> **GIVEN INSTRUCTION**:
Copy out every one of the items below word for word, with no changes.

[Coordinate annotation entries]
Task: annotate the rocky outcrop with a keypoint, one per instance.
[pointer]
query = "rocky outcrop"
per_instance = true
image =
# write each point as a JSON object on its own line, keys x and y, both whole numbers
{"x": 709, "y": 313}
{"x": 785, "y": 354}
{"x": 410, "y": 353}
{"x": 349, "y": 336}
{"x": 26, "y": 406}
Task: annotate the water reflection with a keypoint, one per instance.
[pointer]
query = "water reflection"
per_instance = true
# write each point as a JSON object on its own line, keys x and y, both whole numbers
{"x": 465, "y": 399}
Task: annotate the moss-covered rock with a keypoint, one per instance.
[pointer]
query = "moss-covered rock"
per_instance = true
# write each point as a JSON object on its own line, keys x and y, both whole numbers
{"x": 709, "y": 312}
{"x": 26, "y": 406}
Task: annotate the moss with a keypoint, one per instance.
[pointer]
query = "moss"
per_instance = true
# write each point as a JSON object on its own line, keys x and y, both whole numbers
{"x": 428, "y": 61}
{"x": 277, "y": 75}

> **THE SOLUTION**:
Task: annotate the rocky outcrop with a keypoint, one per instance.
[pointer]
query = "rocky outcrop"
per_instance = true
image =
# write each point as a JSON object on its own line, keys x and y, both whole numbers
{"x": 709, "y": 313}
{"x": 785, "y": 354}
{"x": 410, "y": 353}
{"x": 349, "y": 336}
{"x": 26, "y": 406}
Task: annotate the water reflection with a keypoint, one per instance.
[pointer]
query = "water reflection"
per_instance = true
# write each point as a JSON object on its own line, keys x and y, both whole numbers
{"x": 465, "y": 399}
Task: annotate the moss-covered rock with a keypoint, one per instance.
[pointer]
query = "moss-covered rock"
per_instance = true
# write each point as a JSON object on its own line, keys x and y, both whole numbers
{"x": 709, "y": 312}
{"x": 26, "y": 406}
Task: annotate the moss with a keypoint, one per instance.
[pointer]
query = "moss"
per_instance = true
# write each point as a JSON object on its own line, keys x and y, both whole numbers
{"x": 428, "y": 61}
{"x": 277, "y": 75}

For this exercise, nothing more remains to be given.